### Job:
Reproduce verbatim the lines of the material starting at the line that contains "Target: gray overall" and ending at the last line of the material, and give only those lines.
BEGIN
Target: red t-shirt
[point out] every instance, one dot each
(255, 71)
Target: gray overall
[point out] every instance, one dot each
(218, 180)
END
### Answer for this exercise:
Target: gray overall
[point out] every instance, one dot each
(218, 180)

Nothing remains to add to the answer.